REQUEST:
Reproduce the rows below without any change, starting with the line that contains "TARGET = alamy watermark" and continuing through the line that contains "x=177, y=192", both included.

— start DATA EXTRACT —

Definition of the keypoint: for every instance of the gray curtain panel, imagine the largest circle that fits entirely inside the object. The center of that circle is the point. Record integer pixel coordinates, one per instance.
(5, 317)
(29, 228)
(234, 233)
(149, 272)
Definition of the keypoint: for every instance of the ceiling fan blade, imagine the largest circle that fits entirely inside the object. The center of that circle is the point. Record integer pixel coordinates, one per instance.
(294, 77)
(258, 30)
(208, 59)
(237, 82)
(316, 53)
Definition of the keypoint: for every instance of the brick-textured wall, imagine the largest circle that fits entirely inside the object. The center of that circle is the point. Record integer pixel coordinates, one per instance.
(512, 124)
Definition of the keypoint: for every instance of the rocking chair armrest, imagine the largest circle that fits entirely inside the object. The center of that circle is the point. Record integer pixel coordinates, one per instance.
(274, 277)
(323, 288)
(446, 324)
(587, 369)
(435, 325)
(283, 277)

— end DATA EXTRACT —
— start DATA EXTRACT —

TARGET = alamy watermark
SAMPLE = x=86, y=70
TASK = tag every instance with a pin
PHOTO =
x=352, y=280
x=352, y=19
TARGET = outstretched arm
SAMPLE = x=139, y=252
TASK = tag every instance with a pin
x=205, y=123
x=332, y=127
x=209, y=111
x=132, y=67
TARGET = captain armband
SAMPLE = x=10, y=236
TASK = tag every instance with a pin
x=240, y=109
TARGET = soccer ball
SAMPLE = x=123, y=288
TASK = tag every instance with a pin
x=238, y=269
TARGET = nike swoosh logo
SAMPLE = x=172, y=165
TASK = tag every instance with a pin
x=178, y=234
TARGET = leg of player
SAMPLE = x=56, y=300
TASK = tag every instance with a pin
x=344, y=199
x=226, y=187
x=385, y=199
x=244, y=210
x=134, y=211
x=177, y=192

— end DATA EXTRACT —
— start DATA EXTRACT —

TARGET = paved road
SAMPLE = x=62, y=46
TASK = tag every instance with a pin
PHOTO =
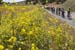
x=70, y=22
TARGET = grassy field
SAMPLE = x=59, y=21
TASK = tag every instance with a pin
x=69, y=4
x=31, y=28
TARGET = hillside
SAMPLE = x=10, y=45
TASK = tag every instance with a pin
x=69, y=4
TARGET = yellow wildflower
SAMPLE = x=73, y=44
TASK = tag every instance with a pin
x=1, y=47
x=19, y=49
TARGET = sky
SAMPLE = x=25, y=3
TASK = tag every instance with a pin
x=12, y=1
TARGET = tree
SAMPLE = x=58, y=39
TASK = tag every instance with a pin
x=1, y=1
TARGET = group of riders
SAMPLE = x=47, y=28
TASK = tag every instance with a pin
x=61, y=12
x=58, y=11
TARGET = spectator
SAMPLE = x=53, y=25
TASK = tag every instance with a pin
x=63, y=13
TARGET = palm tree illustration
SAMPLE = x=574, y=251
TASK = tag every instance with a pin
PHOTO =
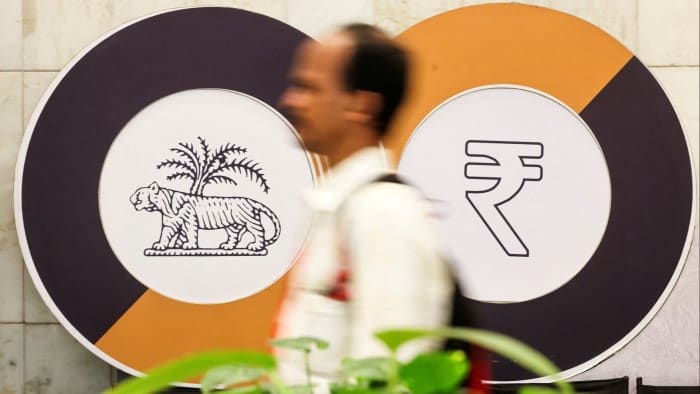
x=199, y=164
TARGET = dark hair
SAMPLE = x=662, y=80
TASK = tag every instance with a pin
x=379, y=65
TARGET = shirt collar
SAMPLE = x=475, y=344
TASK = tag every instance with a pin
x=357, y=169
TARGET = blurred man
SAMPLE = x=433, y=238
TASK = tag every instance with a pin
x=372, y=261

— end DATA EXTRACT —

EXPECTED OUTPUT:
TARGET = alamy watermark
SAMPLE = x=86, y=70
TASK = tag every instance with a pin
PHOTO =
x=352, y=280
x=352, y=19
TARGET = outstretched arm
SAMPLE = x=139, y=252
TASK = tag every instance with a pin
x=205, y=123
x=332, y=127
x=209, y=111
x=132, y=67
TARGET = captain armband
SAMPLE = x=10, y=236
TASK = tag every instance with a pin
x=240, y=109
TARGET = soccer ball
SAMPLE = x=123, y=288
TASK = tag every instance with a pin
x=238, y=269
TARGET = nike swoosh logo
SAMPLE = x=172, y=165
TASK = tag every instance with a pin
x=178, y=234
TARGET = leg of player
SAMPLE = x=56, y=300
TASK = tag every instance with a pin
x=344, y=199
x=226, y=187
x=385, y=199
x=244, y=210
x=134, y=211
x=177, y=192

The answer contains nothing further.